- **SHORT TASK**:
Change "bed" to "cot" in the items from the start through the line containing "442), (349, 422)]", inclusive, and keep everything else unchanged. Omit the pictures from what you return.

- **ENTRIES SHOWN**:
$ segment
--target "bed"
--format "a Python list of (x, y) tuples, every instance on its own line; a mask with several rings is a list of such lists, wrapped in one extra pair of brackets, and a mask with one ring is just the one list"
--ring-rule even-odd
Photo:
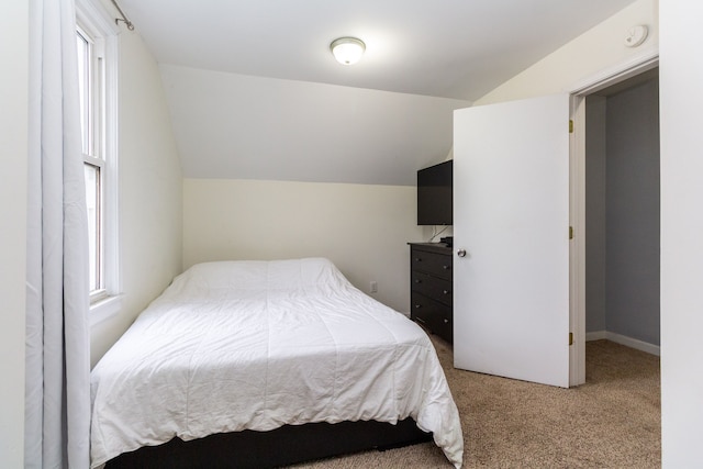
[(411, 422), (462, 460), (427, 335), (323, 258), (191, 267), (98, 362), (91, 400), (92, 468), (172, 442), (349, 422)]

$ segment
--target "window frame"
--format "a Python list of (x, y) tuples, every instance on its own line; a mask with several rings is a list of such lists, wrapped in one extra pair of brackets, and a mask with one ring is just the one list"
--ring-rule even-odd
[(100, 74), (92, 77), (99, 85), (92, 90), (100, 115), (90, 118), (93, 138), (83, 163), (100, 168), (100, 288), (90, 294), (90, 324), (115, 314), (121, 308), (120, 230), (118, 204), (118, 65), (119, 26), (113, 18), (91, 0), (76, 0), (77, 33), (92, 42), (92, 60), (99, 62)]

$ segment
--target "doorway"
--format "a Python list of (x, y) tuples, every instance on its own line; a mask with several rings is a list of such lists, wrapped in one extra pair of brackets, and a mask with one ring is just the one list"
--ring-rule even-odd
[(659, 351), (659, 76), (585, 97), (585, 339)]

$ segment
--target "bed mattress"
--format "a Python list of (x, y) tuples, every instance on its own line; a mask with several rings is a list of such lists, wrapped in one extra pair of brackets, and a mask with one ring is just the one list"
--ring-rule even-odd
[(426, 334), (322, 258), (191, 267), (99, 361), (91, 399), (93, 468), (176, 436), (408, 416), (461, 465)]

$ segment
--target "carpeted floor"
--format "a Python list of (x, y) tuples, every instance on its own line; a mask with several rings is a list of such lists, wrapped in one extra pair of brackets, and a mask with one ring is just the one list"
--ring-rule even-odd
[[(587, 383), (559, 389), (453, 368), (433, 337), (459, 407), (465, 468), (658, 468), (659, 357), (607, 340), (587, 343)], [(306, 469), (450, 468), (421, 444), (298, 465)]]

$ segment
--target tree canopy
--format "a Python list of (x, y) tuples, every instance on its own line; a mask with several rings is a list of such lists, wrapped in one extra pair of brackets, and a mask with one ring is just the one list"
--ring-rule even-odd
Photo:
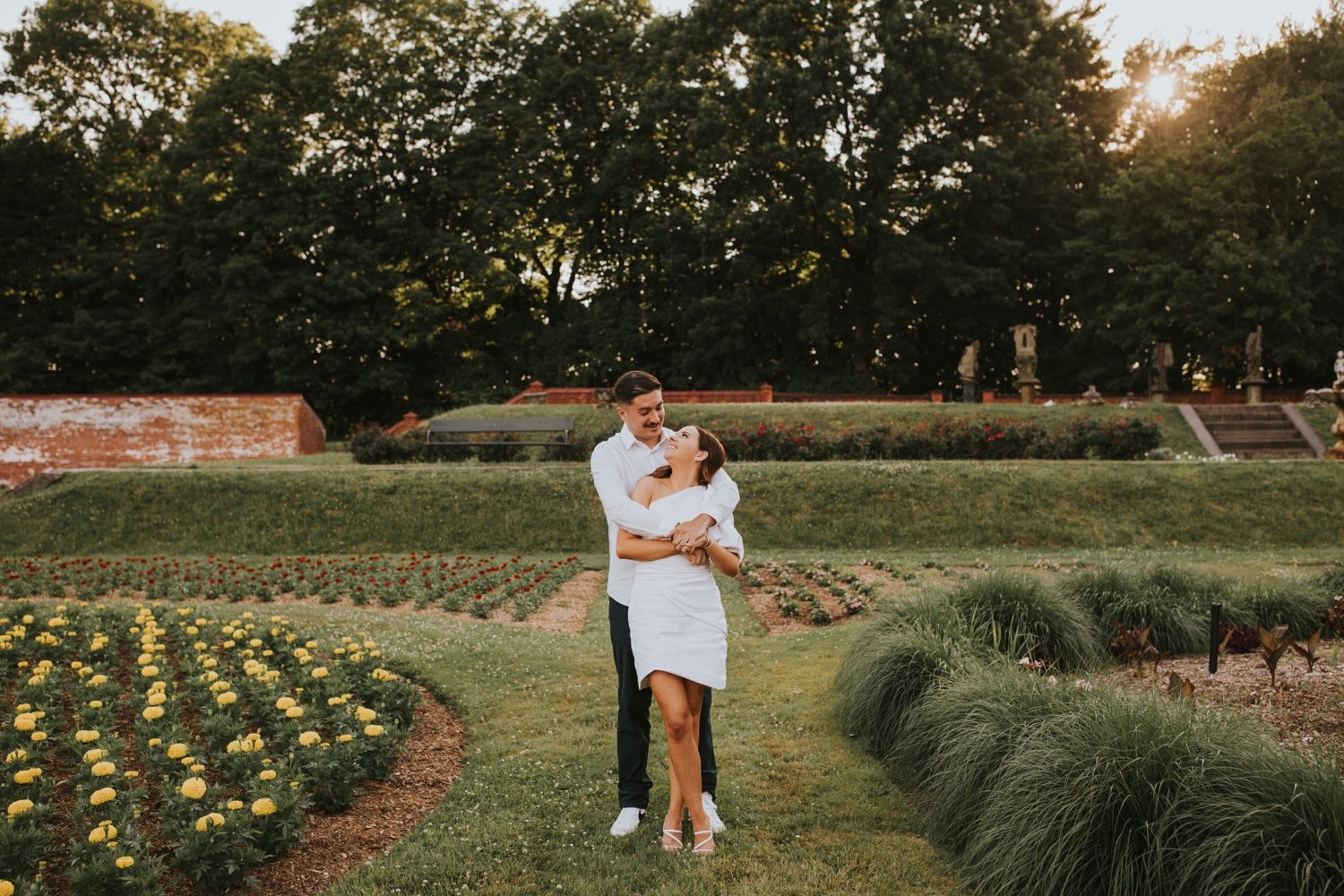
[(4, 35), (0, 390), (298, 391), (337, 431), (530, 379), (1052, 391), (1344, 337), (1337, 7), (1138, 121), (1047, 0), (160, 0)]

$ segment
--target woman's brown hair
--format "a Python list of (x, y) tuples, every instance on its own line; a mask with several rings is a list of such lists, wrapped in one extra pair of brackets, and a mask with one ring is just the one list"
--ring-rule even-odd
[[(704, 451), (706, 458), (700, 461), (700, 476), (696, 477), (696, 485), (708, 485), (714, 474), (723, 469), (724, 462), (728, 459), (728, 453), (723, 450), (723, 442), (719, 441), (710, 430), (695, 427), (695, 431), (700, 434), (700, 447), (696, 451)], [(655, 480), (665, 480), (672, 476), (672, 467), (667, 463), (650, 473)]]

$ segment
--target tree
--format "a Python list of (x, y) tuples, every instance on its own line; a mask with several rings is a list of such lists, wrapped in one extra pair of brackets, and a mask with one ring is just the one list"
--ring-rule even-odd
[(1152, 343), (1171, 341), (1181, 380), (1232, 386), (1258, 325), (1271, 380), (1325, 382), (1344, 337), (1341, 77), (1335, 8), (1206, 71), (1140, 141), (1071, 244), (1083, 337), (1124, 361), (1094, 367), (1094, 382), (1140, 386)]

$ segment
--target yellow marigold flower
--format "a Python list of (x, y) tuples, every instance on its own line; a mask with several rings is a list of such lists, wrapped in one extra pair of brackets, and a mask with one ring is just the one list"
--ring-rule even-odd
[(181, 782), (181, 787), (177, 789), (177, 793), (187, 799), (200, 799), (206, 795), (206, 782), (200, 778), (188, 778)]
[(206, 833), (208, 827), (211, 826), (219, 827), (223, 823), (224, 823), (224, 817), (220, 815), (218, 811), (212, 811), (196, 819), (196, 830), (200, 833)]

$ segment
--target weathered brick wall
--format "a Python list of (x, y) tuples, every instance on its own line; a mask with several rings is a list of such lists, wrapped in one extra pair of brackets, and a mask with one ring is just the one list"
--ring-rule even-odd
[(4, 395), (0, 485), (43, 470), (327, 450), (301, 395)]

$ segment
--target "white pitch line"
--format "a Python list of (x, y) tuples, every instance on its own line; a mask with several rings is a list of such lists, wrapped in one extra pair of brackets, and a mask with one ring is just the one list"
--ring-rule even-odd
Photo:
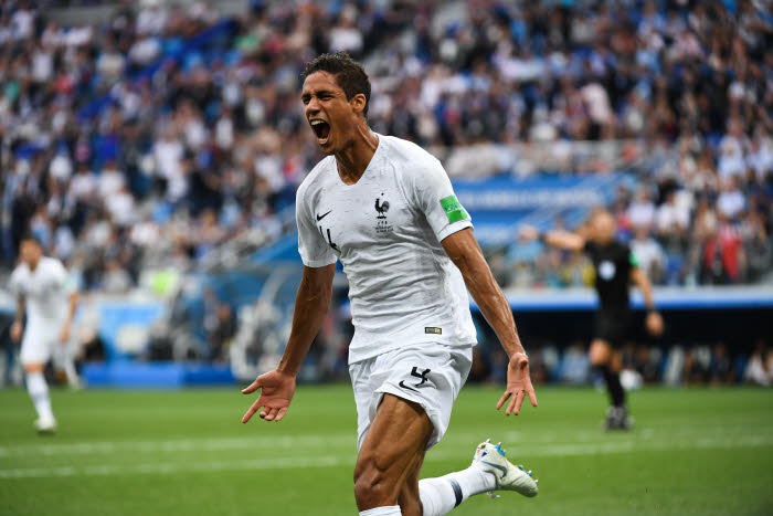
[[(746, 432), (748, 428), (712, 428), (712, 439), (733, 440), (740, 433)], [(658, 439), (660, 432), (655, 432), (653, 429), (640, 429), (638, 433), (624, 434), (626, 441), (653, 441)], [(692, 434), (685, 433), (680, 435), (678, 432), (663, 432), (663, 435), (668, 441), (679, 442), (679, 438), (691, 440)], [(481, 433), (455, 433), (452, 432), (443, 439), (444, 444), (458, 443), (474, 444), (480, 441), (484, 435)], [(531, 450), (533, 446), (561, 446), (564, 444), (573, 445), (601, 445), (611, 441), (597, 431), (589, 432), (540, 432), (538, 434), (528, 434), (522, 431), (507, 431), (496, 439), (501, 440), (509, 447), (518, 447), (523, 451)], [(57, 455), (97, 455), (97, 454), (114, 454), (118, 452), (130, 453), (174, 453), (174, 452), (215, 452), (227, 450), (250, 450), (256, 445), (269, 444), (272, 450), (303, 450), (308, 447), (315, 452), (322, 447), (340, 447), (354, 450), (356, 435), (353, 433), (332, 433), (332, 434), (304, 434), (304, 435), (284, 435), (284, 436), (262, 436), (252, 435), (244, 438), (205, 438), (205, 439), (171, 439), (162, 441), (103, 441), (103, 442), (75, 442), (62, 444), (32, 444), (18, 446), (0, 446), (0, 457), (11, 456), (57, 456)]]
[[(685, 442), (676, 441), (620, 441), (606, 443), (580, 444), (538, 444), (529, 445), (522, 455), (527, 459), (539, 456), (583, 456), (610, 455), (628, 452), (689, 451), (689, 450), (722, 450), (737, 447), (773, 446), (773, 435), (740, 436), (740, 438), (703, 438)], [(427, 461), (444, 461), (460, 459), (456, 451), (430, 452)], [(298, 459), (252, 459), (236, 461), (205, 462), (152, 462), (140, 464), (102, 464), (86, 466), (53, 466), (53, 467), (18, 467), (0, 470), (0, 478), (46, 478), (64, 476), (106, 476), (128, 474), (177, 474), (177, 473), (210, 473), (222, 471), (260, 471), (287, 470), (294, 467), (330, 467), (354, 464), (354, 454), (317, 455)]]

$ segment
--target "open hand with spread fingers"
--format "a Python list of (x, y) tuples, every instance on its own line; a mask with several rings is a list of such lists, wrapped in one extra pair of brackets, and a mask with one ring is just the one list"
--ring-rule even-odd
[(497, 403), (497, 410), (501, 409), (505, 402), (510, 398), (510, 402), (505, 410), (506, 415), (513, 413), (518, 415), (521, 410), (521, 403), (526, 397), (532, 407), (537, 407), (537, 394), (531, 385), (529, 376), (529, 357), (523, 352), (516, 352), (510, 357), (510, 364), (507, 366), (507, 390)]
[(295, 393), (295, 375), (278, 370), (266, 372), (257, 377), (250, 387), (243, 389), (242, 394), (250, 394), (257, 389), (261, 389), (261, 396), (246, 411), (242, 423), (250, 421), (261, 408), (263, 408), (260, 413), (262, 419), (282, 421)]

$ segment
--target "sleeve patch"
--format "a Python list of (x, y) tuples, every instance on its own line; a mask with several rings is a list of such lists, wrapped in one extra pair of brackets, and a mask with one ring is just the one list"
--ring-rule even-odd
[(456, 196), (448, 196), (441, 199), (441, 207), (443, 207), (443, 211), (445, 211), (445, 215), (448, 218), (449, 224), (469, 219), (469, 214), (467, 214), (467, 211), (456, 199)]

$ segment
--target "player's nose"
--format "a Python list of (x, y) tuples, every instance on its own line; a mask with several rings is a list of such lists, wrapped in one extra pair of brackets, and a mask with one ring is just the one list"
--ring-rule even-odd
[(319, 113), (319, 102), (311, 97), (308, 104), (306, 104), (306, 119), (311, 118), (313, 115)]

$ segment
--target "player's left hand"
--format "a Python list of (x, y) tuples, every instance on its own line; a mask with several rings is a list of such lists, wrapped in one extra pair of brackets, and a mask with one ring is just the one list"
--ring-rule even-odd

- **RESULT OF THE EXERCISE**:
$ segment
--target "cot"
--format "a Python list of (x, y) tuples, every instance on its own line; a mask with several rings is a list of such lists, wrapped in one extra pair of brackets, and a mask with one ring is just the one list"
--ring-rule even-odd
Photo:
[(411, 422), (462, 460), (427, 335), (323, 258), (191, 267), (98, 362), (91, 400), (92, 468), (172, 442), (349, 422)]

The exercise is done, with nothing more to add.